>>>>

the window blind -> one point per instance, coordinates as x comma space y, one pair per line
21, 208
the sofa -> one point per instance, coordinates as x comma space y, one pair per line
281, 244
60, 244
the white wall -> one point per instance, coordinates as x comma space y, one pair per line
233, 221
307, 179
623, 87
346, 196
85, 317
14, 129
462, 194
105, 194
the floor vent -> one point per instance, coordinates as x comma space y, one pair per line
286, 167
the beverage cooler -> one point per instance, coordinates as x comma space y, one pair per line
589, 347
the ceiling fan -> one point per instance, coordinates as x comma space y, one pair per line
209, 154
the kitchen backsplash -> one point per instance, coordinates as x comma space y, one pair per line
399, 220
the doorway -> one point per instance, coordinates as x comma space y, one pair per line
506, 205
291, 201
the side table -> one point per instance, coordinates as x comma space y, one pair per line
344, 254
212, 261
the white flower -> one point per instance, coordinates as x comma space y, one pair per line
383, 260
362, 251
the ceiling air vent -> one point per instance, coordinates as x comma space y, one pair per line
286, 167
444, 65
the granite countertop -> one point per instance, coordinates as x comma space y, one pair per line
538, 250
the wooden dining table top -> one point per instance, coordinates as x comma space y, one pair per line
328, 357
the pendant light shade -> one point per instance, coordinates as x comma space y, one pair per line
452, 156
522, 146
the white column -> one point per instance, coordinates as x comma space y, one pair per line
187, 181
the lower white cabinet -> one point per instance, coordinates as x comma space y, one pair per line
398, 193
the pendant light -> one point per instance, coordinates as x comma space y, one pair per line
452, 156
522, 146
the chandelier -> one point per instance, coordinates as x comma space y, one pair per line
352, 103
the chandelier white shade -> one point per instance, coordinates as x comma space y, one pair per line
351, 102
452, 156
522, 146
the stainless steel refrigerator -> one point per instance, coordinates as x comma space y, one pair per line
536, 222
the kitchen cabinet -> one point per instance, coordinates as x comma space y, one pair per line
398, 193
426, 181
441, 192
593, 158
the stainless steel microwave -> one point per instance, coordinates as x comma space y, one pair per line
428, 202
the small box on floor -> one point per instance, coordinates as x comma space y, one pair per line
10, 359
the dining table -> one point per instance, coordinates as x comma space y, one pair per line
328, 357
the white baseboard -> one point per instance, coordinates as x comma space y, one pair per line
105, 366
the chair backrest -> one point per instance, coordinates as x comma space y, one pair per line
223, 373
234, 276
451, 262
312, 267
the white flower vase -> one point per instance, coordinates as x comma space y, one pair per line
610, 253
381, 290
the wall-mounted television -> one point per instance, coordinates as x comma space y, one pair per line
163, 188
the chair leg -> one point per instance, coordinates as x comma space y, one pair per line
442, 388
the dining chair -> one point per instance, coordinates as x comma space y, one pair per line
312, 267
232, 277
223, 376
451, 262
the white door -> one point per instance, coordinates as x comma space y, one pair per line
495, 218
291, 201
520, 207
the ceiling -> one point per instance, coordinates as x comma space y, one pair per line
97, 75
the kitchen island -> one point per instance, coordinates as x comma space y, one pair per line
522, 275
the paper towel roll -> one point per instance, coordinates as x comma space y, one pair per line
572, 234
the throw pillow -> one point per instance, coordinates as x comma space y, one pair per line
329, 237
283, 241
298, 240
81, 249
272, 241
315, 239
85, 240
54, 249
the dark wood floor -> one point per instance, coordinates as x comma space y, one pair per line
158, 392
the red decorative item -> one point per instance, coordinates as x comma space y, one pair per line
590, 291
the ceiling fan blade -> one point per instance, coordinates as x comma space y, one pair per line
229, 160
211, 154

<<<<

(PROBLEM STATEMENT):
Go through the records and copy all of them exactly.

(ANSWER SPACE):
the window blind -> one point per instance, coordinates as x comma space y, one pair per line
21, 208
the sofa -> one point per instance, coordinates as x comma space y, one pair per line
281, 244
60, 244
the white wall -> one point per instance, coordinates as x comma space y, one pair per line
233, 221
307, 179
623, 87
346, 196
85, 317
14, 129
462, 194
105, 194
the floor vent -> one point per instance, coordinates as x comma space y, one pair per line
286, 167
the beverage cooler -> one point per instance, coordinates as x comma space y, one pair per line
589, 347
the ceiling fan -> one point per instance, coordinates as x comma space y, one pair per line
209, 154
the kitchen backsplash -> one point per instance, coordinates as x comma space y, one pair per line
399, 220
the doorway -> one point per instance, coordinates as x comma space y, one pair per line
506, 205
291, 201
the side table -> one point per instance, coordinates as x comma space y, one pair per line
344, 254
212, 261
the white flower -> one point per instance, coordinates as x comma space y, one pair per line
383, 260
362, 251
the ceiling air vent -> one point per instance, coordinates as x comma space y, one pair per line
286, 167
444, 65
the granite countertop -> one point per instance, coordinates as x comma space y, one pair per line
538, 250
the wooden dining table top -> one point per instance, coordinates as x comma space y, one pair per line
328, 357
the pendant light shade -> one point per instance, coordinates as x comma space y, one pair per line
452, 156
522, 146
the white column -> one point per instance, coordinates as x comma space y, one pair per line
187, 181
the lower white cabinet -> one point per instance, coordinates as x comma space y, one pair per line
398, 193
the pendant light -> one point per instance, coordinates as x comma space y, one pair per line
452, 156
522, 146
the chandelier -> one point per instance, coordinates as x comma space y, one pair per line
352, 103
the chandelier white shade -> one point per instance, coordinates as x comma space y, one pair per line
351, 102
452, 156
522, 146
the stainless steel refrigerator -> one point per instance, coordinates as x comma space y, one pair per line
536, 222
the kitchen cabinet -> one point per instance, coordinates as x comma space y, one pair per line
398, 193
426, 181
441, 192
593, 158
the stainless steel microwave -> one point per instance, coordinates as x comma space y, one pair per line
428, 202
the small box on floor -> one point per instance, coordinates as x comma space y, one pair per line
10, 359
the dining table -> one point per instance, coordinates as x comma space y, one pair per line
328, 357
the white baseboard -> one point per instance, coordinates as x comma space y, one pair per line
105, 366
the chair backrest -> one point per instance, coordinates as x comma space y, one pair per line
223, 373
234, 276
451, 262
312, 267
the white flower vase -> one point per instance, coordinates as x comma space y, one pair per line
610, 253
381, 290
the wall-mounted television -> one point per instance, coordinates as x comma space y, one pair per line
163, 188
the chair leg -> one point per instance, coordinates as x comma space y, one pair per line
442, 388
the dining chair -> one point per instance, coordinates as x comma space y, one pair per line
312, 267
232, 277
223, 376
451, 262
the white door -> one point per instance, coordinates as x comma space y, one pair per line
495, 218
291, 201
520, 207
the ceiling -> one point per instance, coordinates as x comma space y, one pair per line
97, 75
the kitchen island -> one point per instance, coordinates as x comma space y, one pair per line
522, 275
the paper towel roll -> one point per instance, coordinates as x comma space y, one pair per line
572, 234
the throw pillow -> one point per instance, coordinates as x comma space y, one pair per line
329, 237
283, 241
298, 240
81, 249
272, 241
315, 239
85, 240
54, 249
the dark wood floor -> one point per instance, coordinates as x comma space y, one pair per line
158, 392
the red decorative item -> one point per instance, coordinates as x comma space y, one pair per line
590, 291
the ceiling fan blade -> one point per instance, coordinates as x comma space y, one pair per line
229, 160
211, 154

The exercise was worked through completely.